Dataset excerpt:
------------

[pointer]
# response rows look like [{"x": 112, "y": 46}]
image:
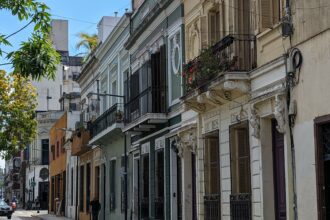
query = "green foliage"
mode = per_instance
[
  {"x": 88, "y": 42},
  {"x": 36, "y": 57},
  {"x": 17, "y": 110}
]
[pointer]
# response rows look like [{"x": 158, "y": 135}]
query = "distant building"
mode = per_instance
[{"x": 55, "y": 97}]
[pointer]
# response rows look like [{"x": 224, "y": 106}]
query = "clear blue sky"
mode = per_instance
[{"x": 83, "y": 15}]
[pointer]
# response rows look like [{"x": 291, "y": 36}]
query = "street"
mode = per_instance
[{"x": 24, "y": 215}]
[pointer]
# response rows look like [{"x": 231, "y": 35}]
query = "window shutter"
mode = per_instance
[
  {"x": 112, "y": 185},
  {"x": 266, "y": 13},
  {"x": 203, "y": 29}
]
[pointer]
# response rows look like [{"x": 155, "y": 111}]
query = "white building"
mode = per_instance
[{"x": 54, "y": 97}]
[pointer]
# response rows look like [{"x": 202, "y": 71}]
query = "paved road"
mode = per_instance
[{"x": 24, "y": 215}]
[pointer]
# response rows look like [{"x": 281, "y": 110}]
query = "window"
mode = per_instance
[
  {"x": 53, "y": 151},
  {"x": 88, "y": 186},
  {"x": 112, "y": 184},
  {"x": 58, "y": 149},
  {"x": 212, "y": 176},
  {"x": 73, "y": 107},
  {"x": 104, "y": 89},
  {"x": 71, "y": 186},
  {"x": 175, "y": 63},
  {"x": 145, "y": 187},
  {"x": 240, "y": 159},
  {"x": 159, "y": 202},
  {"x": 45, "y": 151},
  {"x": 97, "y": 182},
  {"x": 122, "y": 179},
  {"x": 214, "y": 27},
  {"x": 75, "y": 75},
  {"x": 211, "y": 164},
  {"x": 81, "y": 190},
  {"x": 271, "y": 12},
  {"x": 114, "y": 91}
]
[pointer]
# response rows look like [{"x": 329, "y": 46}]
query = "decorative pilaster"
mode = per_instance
[
  {"x": 279, "y": 113},
  {"x": 255, "y": 122}
]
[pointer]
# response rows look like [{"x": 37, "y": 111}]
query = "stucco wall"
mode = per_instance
[{"x": 312, "y": 99}]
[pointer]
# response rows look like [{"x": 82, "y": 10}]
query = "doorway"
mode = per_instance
[
  {"x": 279, "y": 173},
  {"x": 322, "y": 133},
  {"x": 43, "y": 195}
]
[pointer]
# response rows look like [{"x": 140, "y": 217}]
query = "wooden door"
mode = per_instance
[
  {"x": 279, "y": 173},
  {"x": 322, "y": 135}
]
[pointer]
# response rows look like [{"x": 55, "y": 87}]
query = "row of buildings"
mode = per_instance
[{"x": 198, "y": 110}]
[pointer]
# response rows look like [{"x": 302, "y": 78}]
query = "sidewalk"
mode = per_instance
[{"x": 51, "y": 217}]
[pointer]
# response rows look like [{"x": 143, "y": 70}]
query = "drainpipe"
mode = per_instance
[
  {"x": 290, "y": 78},
  {"x": 77, "y": 169}
]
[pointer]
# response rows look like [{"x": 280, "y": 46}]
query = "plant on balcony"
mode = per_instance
[
  {"x": 119, "y": 116},
  {"x": 205, "y": 67}
]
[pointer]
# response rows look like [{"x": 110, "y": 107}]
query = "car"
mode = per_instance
[{"x": 5, "y": 209}]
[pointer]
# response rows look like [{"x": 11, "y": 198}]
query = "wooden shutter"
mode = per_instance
[
  {"x": 266, "y": 14},
  {"x": 203, "y": 30},
  {"x": 112, "y": 184}
]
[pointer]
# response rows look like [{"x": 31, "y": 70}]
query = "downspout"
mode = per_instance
[
  {"x": 77, "y": 169},
  {"x": 290, "y": 77}
]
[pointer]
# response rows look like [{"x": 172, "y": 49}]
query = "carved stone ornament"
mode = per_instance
[
  {"x": 279, "y": 113},
  {"x": 255, "y": 122},
  {"x": 236, "y": 85},
  {"x": 176, "y": 55},
  {"x": 187, "y": 141}
]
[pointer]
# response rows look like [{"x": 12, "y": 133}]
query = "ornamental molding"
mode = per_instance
[
  {"x": 255, "y": 122},
  {"x": 277, "y": 87},
  {"x": 242, "y": 86},
  {"x": 279, "y": 113},
  {"x": 187, "y": 140},
  {"x": 211, "y": 123},
  {"x": 197, "y": 107}
]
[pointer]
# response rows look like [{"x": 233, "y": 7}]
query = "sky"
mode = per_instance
[{"x": 83, "y": 16}]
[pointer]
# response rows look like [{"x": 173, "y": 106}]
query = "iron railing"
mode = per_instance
[
  {"x": 240, "y": 206},
  {"x": 145, "y": 208},
  {"x": 151, "y": 100},
  {"x": 159, "y": 208},
  {"x": 111, "y": 116},
  {"x": 233, "y": 53},
  {"x": 212, "y": 207}
]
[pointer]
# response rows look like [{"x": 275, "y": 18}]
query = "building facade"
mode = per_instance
[{"x": 152, "y": 108}]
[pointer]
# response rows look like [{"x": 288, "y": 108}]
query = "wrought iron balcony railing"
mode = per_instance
[
  {"x": 233, "y": 53},
  {"x": 159, "y": 208},
  {"x": 212, "y": 207},
  {"x": 145, "y": 208},
  {"x": 108, "y": 118},
  {"x": 240, "y": 206},
  {"x": 151, "y": 100}
]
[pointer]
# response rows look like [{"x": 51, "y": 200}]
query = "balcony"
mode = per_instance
[
  {"x": 80, "y": 142},
  {"x": 212, "y": 207},
  {"x": 143, "y": 17},
  {"x": 145, "y": 208},
  {"x": 107, "y": 123},
  {"x": 146, "y": 110},
  {"x": 220, "y": 73},
  {"x": 240, "y": 206},
  {"x": 159, "y": 208}
]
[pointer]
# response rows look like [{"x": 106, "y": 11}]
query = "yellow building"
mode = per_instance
[{"x": 57, "y": 166}]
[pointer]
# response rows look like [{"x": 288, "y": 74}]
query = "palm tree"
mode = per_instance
[{"x": 88, "y": 41}]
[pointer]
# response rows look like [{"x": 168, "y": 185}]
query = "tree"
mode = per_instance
[
  {"x": 17, "y": 112},
  {"x": 89, "y": 42},
  {"x": 36, "y": 57}
]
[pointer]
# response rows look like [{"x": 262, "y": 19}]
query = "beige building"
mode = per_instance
[{"x": 252, "y": 108}]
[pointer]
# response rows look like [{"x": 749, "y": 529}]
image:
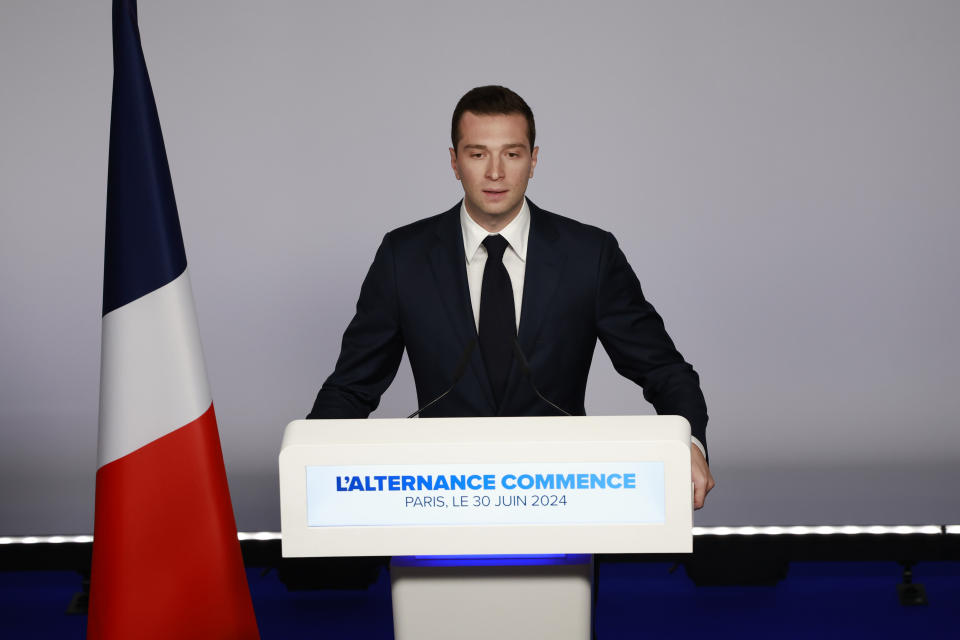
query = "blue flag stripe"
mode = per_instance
[{"x": 144, "y": 245}]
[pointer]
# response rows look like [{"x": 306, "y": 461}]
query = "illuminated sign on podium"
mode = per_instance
[
  {"x": 510, "y": 485},
  {"x": 491, "y": 494}
]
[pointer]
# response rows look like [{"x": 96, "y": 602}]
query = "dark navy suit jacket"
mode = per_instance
[{"x": 578, "y": 288}]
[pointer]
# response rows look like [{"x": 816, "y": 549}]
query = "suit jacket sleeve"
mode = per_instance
[
  {"x": 372, "y": 346},
  {"x": 634, "y": 337}
]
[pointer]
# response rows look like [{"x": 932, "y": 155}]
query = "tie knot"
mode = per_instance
[{"x": 495, "y": 245}]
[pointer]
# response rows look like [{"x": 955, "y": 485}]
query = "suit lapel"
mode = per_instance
[
  {"x": 450, "y": 272},
  {"x": 540, "y": 281}
]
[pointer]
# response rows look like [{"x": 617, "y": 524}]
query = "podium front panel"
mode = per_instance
[{"x": 618, "y": 484}]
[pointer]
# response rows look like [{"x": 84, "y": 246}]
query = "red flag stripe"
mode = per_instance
[{"x": 141, "y": 573}]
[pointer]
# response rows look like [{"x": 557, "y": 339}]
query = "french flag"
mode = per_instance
[{"x": 166, "y": 561}]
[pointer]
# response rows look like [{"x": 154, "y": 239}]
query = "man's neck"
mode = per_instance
[{"x": 493, "y": 224}]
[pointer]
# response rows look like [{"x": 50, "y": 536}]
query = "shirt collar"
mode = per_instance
[{"x": 514, "y": 233}]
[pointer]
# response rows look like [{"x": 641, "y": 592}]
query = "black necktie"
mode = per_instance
[{"x": 498, "y": 326}]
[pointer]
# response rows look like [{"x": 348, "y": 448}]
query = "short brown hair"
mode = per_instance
[{"x": 491, "y": 100}]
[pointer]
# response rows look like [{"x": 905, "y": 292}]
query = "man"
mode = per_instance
[{"x": 521, "y": 283}]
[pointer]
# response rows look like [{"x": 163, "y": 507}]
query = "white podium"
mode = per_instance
[{"x": 520, "y": 502}]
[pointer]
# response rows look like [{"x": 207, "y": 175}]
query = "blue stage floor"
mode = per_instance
[{"x": 816, "y": 600}]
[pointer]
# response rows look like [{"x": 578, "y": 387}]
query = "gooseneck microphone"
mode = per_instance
[
  {"x": 457, "y": 374},
  {"x": 525, "y": 367}
]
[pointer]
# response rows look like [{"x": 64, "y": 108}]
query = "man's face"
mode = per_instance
[{"x": 494, "y": 162}]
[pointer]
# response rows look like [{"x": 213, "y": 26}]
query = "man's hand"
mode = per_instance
[{"x": 702, "y": 478}]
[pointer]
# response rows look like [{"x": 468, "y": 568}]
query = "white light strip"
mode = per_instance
[
  {"x": 259, "y": 535},
  {"x": 819, "y": 530},
  {"x": 44, "y": 539}
]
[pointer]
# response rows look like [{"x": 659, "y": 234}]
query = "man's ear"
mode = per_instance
[{"x": 453, "y": 162}]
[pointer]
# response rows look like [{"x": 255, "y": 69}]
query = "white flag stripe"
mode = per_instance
[{"x": 152, "y": 376}]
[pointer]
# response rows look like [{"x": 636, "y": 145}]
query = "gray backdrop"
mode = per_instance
[{"x": 783, "y": 177}]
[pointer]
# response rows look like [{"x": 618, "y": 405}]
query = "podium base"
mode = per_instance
[{"x": 474, "y": 597}]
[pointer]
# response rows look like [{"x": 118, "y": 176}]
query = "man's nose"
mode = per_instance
[{"x": 495, "y": 168}]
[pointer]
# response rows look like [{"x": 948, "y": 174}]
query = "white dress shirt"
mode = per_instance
[{"x": 514, "y": 259}]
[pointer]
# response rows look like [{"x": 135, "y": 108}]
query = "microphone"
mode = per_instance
[
  {"x": 525, "y": 367},
  {"x": 457, "y": 374}
]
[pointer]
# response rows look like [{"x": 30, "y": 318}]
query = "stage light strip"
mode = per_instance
[
  {"x": 817, "y": 530},
  {"x": 821, "y": 530},
  {"x": 45, "y": 539}
]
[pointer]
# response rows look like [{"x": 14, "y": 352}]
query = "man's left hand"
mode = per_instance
[{"x": 702, "y": 478}]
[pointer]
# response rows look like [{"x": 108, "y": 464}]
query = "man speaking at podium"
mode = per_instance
[{"x": 499, "y": 303}]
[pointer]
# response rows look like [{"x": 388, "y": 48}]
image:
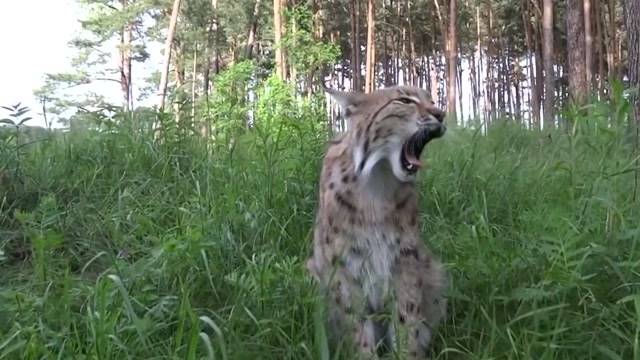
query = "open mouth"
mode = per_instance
[{"x": 412, "y": 149}]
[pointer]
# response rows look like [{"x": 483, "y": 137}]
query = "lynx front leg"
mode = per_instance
[
  {"x": 419, "y": 282},
  {"x": 348, "y": 315}
]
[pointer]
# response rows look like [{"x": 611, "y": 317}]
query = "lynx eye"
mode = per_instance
[{"x": 406, "y": 100}]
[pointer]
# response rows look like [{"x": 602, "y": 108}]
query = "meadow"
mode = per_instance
[{"x": 119, "y": 245}]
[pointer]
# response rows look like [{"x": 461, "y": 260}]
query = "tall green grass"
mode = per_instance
[{"x": 116, "y": 246}]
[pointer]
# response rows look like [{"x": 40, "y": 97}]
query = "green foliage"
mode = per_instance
[{"x": 114, "y": 245}]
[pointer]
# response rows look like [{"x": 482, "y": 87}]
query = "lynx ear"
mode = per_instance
[{"x": 346, "y": 100}]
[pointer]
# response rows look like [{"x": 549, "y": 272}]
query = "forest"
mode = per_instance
[{"x": 165, "y": 210}]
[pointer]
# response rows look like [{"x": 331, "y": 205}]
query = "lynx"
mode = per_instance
[{"x": 368, "y": 255}]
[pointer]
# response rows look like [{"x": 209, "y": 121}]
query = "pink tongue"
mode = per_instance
[{"x": 412, "y": 159}]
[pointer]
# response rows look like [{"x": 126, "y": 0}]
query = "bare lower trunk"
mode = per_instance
[
  {"x": 251, "y": 38},
  {"x": 125, "y": 63},
  {"x": 588, "y": 43},
  {"x": 452, "y": 60},
  {"x": 549, "y": 77},
  {"x": 371, "y": 47},
  {"x": 164, "y": 75}
]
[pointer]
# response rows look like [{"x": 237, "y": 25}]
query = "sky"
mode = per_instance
[{"x": 33, "y": 41}]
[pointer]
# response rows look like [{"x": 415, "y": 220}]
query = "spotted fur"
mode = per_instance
[{"x": 368, "y": 254}]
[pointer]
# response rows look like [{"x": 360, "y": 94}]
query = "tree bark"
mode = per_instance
[
  {"x": 251, "y": 37},
  {"x": 535, "y": 96},
  {"x": 212, "y": 58},
  {"x": 278, "y": 29},
  {"x": 549, "y": 78},
  {"x": 632, "y": 20},
  {"x": 125, "y": 62},
  {"x": 356, "y": 65},
  {"x": 588, "y": 43},
  {"x": 371, "y": 47},
  {"x": 164, "y": 76},
  {"x": 612, "y": 58},
  {"x": 452, "y": 60},
  {"x": 576, "y": 51}
]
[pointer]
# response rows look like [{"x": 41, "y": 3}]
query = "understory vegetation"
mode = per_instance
[{"x": 120, "y": 243}]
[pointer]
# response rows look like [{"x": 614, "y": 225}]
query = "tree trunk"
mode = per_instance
[
  {"x": 194, "y": 77},
  {"x": 535, "y": 96},
  {"x": 632, "y": 20},
  {"x": 371, "y": 47},
  {"x": 549, "y": 78},
  {"x": 278, "y": 29},
  {"x": 164, "y": 76},
  {"x": 576, "y": 51},
  {"x": 212, "y": 58},
  {"x": 612, "y": 58},
  {"x": 356, "y": 81},
  {"x": 600, "y": 47},
  {"x": 588, "y": 44},
  {"x": 452, "y": 60},
  {"x": 251, "y": 38},
  {"x": 125, "y": 63},
  {"x": 490, "y": 91}
]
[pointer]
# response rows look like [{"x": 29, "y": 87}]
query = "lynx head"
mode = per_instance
[{"x": 393, "y": 125}]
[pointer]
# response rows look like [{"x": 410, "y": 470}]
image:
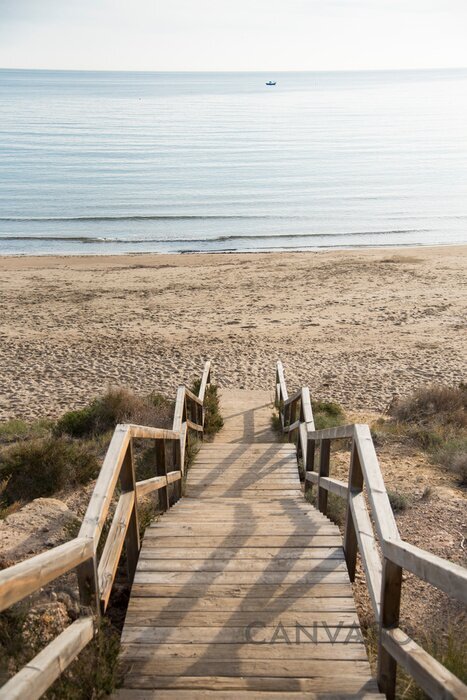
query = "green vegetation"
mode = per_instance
[
  {"x": 15, "y": 430},
  {"x": 433, "y": 418},
  {"x": 94, "y": 674},
  {"x": 116, "y": 406},
  {"x": 449, "y": 649},
  {"x": 37, "y": 468},
  {"x": 326, "y": 414},
  {"x": 213, "y": 420},
  {"x": 399, "y": 501}
]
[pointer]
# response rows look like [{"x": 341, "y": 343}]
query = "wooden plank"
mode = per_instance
[
  {"x": 256, "y": 633},
  {"x": 334, "y": 486},
  {"x": 293, "y": 399},
  {"x": 317, "y": 688},
  {"x": 257, "y": 590},
  {"x": 350, "y": 534},
  {"x": 179, "y": 411},
  {"x": 252, "y": 541},
  {"x": 206, "y": 694},
  {"x": 194, "y": 426},
  {"x": 99, "y": 503},
  {"x": 227, "y": 652},
  {"x": 196, "y": 399},
  {"x": 271, "y": 605},
  {"x": 20, "y": 580},
  {"x": 242, "y": 565},
  {"x": 324, "y": 460},
  {"x": 377, "y": 495},
  {"x": 205, "y": 378},
  {"x": 161, "y": 529},
  {"x": 250, "y": 554},
  {"x": 368, "y": 550},
  {"x": 150, "y": 433},
  {"x": 132, "y": 540},
  {"x": 341, "y": 431},
  {"x": 307, "y": 410},
  {"x": 161, "y": 470},
  {"x": 281, "y": 381},
  {"x": 389, "y": 617},
  {"x": 114, "y": 545},
  {"x": 175, "y": 618},
  {"x": 445, "y": 575},
  {"x": 194, "y": 578},
  {"x": 428, "y": 673},
  {"x": 281, "y": 668},
  {"x": 149, "y": 485},
  {"x": 39, "y": 674}
]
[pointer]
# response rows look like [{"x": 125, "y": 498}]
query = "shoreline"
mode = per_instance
[
  {"x": 357, "y": 326},
  {"x": 317, "y": 250}
]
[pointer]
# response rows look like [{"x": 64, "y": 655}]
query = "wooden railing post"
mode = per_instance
[
  {"x": 390, "y": 608},
  {"x": 350, "y": 536},
  {"x": 132, "y": 541},
  {"x": 161, "y": 470},
  {"x": 88, "y": 585},
  {"x": 177, "y": 465},
  {"x": 324, "y": 458},
  {"x": 310, "y": 463}
]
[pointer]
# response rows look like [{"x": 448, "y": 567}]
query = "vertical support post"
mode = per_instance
[
  {"x": 128, "y": 483},
  {"x": 324, "y": 458},
  {"x": 310, "y": 463},
  {"x": 286, "y": 414},
  {"x": 350, "y": 536},
  {"x": 177, "y": 465},
  {"x": 161, "y": 470},
  {"x": 89, "y": 586},
  {"x": 391, "y": 586}
]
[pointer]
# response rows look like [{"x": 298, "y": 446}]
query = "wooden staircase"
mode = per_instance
[{"x": 241, "y": 589}]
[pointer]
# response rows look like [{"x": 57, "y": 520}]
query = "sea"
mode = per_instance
[{"x": 119, "y": 162}]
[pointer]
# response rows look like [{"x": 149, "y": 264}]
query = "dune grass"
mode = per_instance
[{"x": 433, "y": 418}]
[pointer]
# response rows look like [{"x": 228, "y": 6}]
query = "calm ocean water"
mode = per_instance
[{"x": 119, "y": 162}]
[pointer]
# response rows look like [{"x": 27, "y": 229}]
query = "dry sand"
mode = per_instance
[{"x": 356, "y": 326}]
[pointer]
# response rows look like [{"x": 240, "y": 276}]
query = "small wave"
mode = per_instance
[
  {"x": 149, "y": 217},
  {"x": 217, "y": 239}
]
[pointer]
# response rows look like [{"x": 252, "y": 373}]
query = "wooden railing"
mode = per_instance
[
  {"x": 96, "y": 574},
  {"x": 372, "y": 530}
]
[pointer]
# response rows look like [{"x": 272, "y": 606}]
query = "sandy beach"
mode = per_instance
[{"x": 357, "y": 326}]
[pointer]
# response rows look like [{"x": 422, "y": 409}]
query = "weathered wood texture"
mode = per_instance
[
  {"x": 96, "y": 578},
  {"x": 243, "y": 585},
  {"x": 384, "y": 581}
]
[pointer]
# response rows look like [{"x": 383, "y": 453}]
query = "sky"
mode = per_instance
[{"x": 233, "y": 35}]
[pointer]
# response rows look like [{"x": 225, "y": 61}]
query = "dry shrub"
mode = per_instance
[{"x": 435, "y": 405}]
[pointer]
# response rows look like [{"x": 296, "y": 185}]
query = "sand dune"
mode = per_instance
[{"x": 356, "y": 326}]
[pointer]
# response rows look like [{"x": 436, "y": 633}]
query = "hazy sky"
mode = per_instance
[{"x": 268, "y": 35}]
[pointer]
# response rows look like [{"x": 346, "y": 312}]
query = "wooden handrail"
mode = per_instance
[
  {"x": 383, "y": 574},
  {"x": 39, "y": 674},
  {"x": 26, "y": 577},
  {"x": 95, "y": 577}
]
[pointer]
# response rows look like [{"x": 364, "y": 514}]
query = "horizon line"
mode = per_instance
[{"x": 316, "y": 70}]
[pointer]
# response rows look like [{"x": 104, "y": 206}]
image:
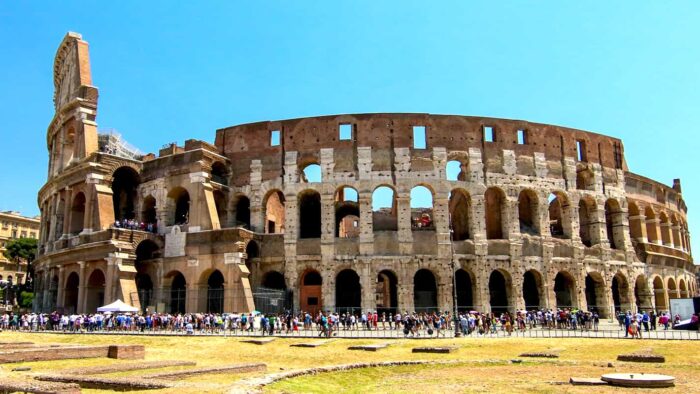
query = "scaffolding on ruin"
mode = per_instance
[{"x": 111, "y": 142}]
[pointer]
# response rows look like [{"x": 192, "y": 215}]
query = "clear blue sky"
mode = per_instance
[{"x": 170, "y": 71}]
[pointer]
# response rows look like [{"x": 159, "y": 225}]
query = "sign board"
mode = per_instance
[{"x": 683, "y": 307}]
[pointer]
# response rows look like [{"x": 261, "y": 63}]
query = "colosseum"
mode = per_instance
[{"x": 380, "y": 211}]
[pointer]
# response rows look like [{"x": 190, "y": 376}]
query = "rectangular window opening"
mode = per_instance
[
  {"x": 522, "y": 137},
  {"x": 419, "y": 137},
  {"x": 489, "y": 135},
  {"x": 275, "y": 138},
  {"x": 581, "y": 150},
  {"x": 345, "y": 132}
]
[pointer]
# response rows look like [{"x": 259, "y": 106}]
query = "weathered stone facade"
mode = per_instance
[{"x": 517, "y": 214}]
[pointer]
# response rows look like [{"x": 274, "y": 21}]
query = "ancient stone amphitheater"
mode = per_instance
[{"x": 375, "y": 211}]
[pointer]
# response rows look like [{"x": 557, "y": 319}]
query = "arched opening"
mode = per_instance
[
  {"x": 77, "y": 214},
  {"x": 219, "y": 174},
  {"x": 585, "y": 179},
  {"x": 660, "y": 294},
  {"x": 215, "y": 292},
  {"x": 148, "y": 213},
  {"x": 311, "y": 174},
  {"x": 310, "y": 292},
  {"x": 642, "y": 294},
  {"x": 595, "y": 294},
  {"x": 455, "y": 171},
  {"x": 387, "y": 294},
  {"x": 384, "y": 213},
  {"x": 242, "y": 208},
  {"x": 125, "y": 181},
  {"x": 565, "y": 290},
  {"x": 613, "y": 224},
  {"x": 178, "y": 292},
  {"x": 672, "y": 292},
  {"x": 70, "y": 298},
  {"x": 495, "y": 201},
  {"x": 309, "y": 214},
  {"x": 460, "y": 207},
  {"x": 424, "y": 291},
  {"x": 422, "y": 209},
  {"x": 586, "y": 218},
  {"x": 347, "y": 213},
  {"x": 619, "y": 289},
  {"x": 221, "y": 203},
  {"x": 559, "y": 216},
  {"x": 683, "y": 289},
  {"x": 652, "y": 225},
  {"x": 533, "y": 290},
  {"x": 179, "y": 200},
  {"x": 635, "y": 220},
  {"x": 499, "y": 291},
  {"x": 274, "y": 280},
  {"x": 528, "y": 210},
  {"x": 95, "y": 292},
  {"x": 465, "y": 295},
  {"x": 348, "y": 292},
  {"x": 274, "y": 213}
]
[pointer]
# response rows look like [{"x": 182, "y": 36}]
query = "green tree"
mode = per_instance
[{"x": 22, "y": 249}]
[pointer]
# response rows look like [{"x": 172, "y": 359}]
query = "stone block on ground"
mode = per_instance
[
  {"x": 127, "y": 352},
  {"x": 433, "y": 349}
]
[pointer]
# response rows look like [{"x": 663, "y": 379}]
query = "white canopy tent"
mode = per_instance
[{"x": 117, "y": 306}]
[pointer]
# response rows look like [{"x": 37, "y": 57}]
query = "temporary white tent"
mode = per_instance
[{"x": 117, "y": 306}]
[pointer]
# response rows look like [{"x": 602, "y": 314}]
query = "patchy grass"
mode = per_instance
[{"x": 483, "y": 364}]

------------

◆ What you are asked to do ◆
List every line of the data above that contains the string "grass", matching case exactly.

◆ Solution for this task ◆
query = "tall green grass"
query = "dune grass"
query = "patchy grass"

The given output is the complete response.